#### TASK INSTRUCTIONS
Return the records exactly, with nothing added.

════════════════════

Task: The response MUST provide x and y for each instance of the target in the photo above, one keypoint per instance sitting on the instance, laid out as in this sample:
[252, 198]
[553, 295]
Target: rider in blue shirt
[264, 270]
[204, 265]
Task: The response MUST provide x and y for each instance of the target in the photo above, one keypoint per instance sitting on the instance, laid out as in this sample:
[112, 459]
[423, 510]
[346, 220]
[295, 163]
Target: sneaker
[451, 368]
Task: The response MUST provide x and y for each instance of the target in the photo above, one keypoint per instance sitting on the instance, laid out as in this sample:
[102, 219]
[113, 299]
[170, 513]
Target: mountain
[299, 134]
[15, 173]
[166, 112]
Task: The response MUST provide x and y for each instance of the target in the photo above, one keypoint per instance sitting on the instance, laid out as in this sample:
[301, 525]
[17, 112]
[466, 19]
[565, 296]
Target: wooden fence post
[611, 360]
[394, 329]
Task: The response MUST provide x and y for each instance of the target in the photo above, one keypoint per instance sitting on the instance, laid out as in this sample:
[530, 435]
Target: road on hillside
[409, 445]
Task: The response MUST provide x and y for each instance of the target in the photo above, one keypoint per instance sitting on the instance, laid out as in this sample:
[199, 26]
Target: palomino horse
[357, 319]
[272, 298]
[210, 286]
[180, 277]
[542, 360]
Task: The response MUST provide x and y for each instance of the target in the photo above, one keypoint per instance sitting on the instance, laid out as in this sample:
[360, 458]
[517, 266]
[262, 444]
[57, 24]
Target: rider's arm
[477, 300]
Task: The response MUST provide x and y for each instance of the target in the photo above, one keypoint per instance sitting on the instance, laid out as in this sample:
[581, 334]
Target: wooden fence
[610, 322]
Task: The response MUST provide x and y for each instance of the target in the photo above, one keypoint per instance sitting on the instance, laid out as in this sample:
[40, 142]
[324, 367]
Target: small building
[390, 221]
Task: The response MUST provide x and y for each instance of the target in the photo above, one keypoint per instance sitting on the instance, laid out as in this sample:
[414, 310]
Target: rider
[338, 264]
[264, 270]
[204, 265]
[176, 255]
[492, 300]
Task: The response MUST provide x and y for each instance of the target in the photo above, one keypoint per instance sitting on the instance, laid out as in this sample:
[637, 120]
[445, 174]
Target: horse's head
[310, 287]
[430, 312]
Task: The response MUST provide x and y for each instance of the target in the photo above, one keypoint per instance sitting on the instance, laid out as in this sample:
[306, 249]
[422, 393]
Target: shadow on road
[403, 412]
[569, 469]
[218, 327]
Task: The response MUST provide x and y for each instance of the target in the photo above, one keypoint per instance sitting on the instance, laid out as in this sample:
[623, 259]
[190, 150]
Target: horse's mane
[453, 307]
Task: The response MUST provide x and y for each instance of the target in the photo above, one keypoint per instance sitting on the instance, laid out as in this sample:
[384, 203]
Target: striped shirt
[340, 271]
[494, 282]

════════════════════

#### COMPLETED EXERCISE
Task: The response MUST provide x and y for each instance of the target in the photo above, one keypoint per instance sitting on the instance, laid out as in this sample:
[252, 198]
[553, 295]
Target: rider in blue shirt
[264, 270]
[204, 265]
Task: The response MUST provide x and y for each instance of the target in the photo above, one keypoint per instance sitting on the instance, laid out as in this sample:
[112, 459]
[423, 510]
[346, 220]
[295, 163]
Target: sneaker
[451, 368]
Task: The response MUST provide x and y for each instance of the target in the photo above, one keypoint per instance sitting on the instance, laid out as in this sample:
[102, 219]
[113, 299]
[170, 513]
Target: mountain
[299, 134]
[15, 173]
[166, 112]
Task: The response MUST provide x and y for each instance of the target in the photo above, one keypoint per instance sitting on the instance, laid out as in this sample:
[301, 525]
[17, 112]
[466, 19]
[565, 296]
Target: wooden fence post
[611, 360]
[394, 329]
Task: The response MUST provide x and y for each instance of the target in the photo above, one keypoint per instance sitting on the instance, laid out as in this sample:
[530, 435]
Target: road on hillside
[409, 445]
Task: The response MUST provide x and y for each instance of the target in the photo above, one keypoint per instance sitting on the instance, laid out as in this sample:
[199, 26]
Target: palomino horse
[357, 319]
[272, 298]
[210, 286]
[180, 277]
[542, 360]
Task: The response MUST provide x and y for each instance of the target in the photo above, one keypoint per instance sitting on the instance, laid out as in this sample:
[360, 458]
[517, 266]
[262, 444]
[57, 24]
Target: rider's arm
[477, 300]
Task: The response MUST provide x and y for each instance of the target in the photo above, one keypoint per instance sitting on the instance, laid out as in this sample:
[581, 334]
Target: wooden fence
[610, 322]
Task: The response MUST provide x and y for each instance of the target in the photo above, one keypoint per instance sitting on the instance, laid out as in this sample:
[40, 142]
[324, 367]
Target: small building
[390, 221]
Task: The response MUST provide x and y for each instance of the target in the photo above, one keypoint per instance sitting on the instance, laid out as in this sample:
[414, 310]
Target: rider
[338, 264]
[264, 270]
[204, 265]
[176, 255]
[492, 300]
Task: The response MUST provide x and y for each instance of the target in the photo above, one keypoint per instance sitting on the instance, laid out as in this sample:
[637, 120]
[445, 174]
Target: horse's head
[310, 287]
[430, 312]
Task: The response MUST provide x and y for each instance of the target in the photo above, one keypoint per instance sitting on the instance, laid out as in this sample:
[306, 249]
[422, 393]
Target: shadow on road
[403, 412]
[569, 469]
[218, 327]
Task: The response MUST provide x and y for each instance of the target in the photo above, one keypoint per instance sitting on the instance, laid out as in this sample:
[623, 259]
[190, 150]
Target: horse's mane
[453, 307]
Task: The response MUST provide x and y for each instance of the target in the photo above, one keypoint per instance sitting on the instance, laid out as in this sample:
[384, 203]
Target: striped shirt
[340, 271]
[494, 282]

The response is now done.